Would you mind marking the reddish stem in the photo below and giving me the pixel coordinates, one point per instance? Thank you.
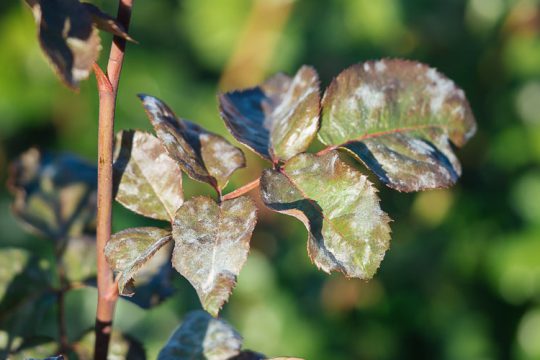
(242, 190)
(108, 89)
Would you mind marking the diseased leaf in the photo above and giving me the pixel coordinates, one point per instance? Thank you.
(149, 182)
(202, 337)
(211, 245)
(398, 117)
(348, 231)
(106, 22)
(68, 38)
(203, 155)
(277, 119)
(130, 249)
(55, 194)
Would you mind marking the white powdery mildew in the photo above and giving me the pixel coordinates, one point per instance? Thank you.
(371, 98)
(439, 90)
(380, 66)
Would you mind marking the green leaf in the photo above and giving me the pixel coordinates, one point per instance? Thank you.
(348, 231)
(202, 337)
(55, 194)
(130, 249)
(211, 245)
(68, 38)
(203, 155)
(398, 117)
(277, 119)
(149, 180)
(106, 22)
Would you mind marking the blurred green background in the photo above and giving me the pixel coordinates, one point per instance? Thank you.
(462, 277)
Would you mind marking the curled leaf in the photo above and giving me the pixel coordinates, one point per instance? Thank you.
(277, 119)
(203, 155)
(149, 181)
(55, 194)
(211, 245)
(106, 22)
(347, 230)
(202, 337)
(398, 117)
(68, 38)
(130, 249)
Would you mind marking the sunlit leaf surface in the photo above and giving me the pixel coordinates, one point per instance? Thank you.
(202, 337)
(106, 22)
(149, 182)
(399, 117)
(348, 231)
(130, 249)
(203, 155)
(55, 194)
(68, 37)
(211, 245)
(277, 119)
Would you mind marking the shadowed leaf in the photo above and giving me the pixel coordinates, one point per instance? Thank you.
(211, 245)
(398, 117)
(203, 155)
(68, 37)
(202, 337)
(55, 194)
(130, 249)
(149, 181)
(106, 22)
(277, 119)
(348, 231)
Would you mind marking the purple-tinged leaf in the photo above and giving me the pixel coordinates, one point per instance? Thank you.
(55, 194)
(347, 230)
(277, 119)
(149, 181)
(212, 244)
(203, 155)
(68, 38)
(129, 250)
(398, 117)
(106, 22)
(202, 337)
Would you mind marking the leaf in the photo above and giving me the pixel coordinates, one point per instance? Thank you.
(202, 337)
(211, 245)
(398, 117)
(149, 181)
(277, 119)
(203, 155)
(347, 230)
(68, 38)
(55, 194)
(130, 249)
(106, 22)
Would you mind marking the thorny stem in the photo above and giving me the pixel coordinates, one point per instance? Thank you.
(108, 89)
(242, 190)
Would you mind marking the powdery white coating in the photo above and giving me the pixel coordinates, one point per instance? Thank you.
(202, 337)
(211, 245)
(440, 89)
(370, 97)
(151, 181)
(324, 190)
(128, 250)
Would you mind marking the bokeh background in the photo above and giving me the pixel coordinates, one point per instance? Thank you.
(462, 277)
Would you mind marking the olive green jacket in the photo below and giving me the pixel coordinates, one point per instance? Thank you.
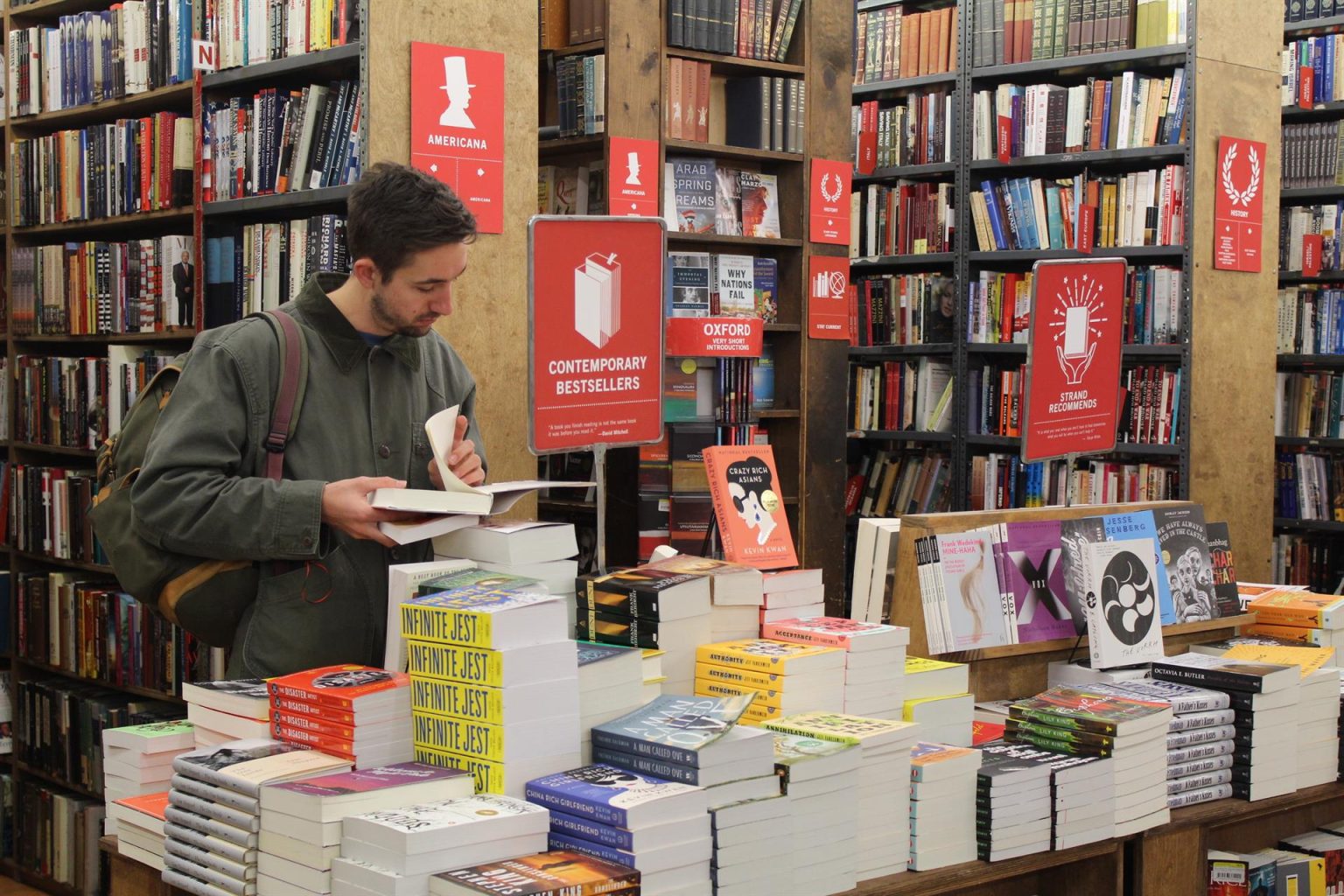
□ □ □
Transcribe every record above exactly as written, leaving out any pictures.

▶ [SOLUTION]
Would you mind marking the reddish stem in the photo below and giving me the pixel coordinates, one point per instance? Thank you.
(242, 190)
(108, 89)
Would you mind marking the diseased leaf in the photo above and giving me the pixel coordinates, one point per instance? Thank you.
(149, 182)
(202, 337)
(211, 245)
(398, 117)
(348, 231)
(106, 22)
(68, 38)
(203, 155)
(277, 119)
(130, 249)
(55, 194)
Would you mind marking the white powdery mildew in the photo above and giving me the pixel coordinates, one point per instance? Thank you.
(371, 98)
(439, 90)
(380, 66)
Would you mind marking the green leaf in the photo above and giving me the pixel coordinates, one point per instance? Thank you.
(348, 231)
(202, 337)
(55, 194)
(130, 249)
(211, 245)
(68, 38)
(203, 155)
(398, 117)
(277, 119)
(149, 180)
(106, 22)
Would you mind marking the blurred green background in the photo above and giving me the pixel coordinates, one point per instance? Thank you.
(462, 277)
Would you mind marking the curled leaf in the photo above and giving me the pixel coordinates, one point per instance? Thank you.
(277, 119)
(203, 155)
(149, 181)
(55, 194)
(211, 245)
(106, 22)
(347, 230)
(202, 337)
(398, 117)
(68, 38)
(130, 249)
Would you mind marking the sunlit leaf surface in the photo above and giving me the pixel coordinates, one point per instance? Thank you.
(202, 337)
(106, 22)
(149, 182)
(399, 117)
(348, 231)
(130, 249)
(203, 155)
(55, 194)
(68, 37)
(211, 245)
(277, 119)
Would you mind marking the shadowed leaf in the photo above and giving me the pixel coordinates, one point per instance? Thank you.
(211, 245)
(398, 117)
(203, 155)
(68, 37)
(202, 337)
(55, 194)
(130, 249)
(149, 181)
(106, 22)
(277, 119)
(348, 231)
Would you mind marking the purple-tinged leaf in the photo above and giving me the pixel coordinates, one point per instance? Thank you.
(55, 194)
(347, 230)
(277, 119)
(149, 181)
(212, 244)
(203, 155)
(68, 38)
(129, 250)
(398, 117)
(106, 22)
(202, 337)
Would you mind marking the leaf in the photo above and giving me the pixel coordinates, one point per instance? Thank you.
(202, 337)
(211, 245)
(398, 117)
(149, 181)
(277, 119)
(203, 155)
(347, 230)
(68, 38)
(55, 194)
(130, 249)
(106, 22)
Would you mind marking the thorny stem in the photo above and giving me the pixel coordinates, one point per instance? Thank you.
(108, 89)
(242, 190)
Would you mind marking the powdery white coating in the photo above and giving me the pixel coordinates, one point per instance? Thank you.
(202, 337)
(211, 245)
(440, 89)
(370, 97)
(151, 181)
(324, 190)
(128, 250)
Would you mind marking the bokeh background in the photo above and giving me the pixel coordinates, one point per instance? Thank you.
(462, 277)
Would you mind marking the olive green jacket in the photo below and giving me the pixel coordinates, one point per instance? Thank you.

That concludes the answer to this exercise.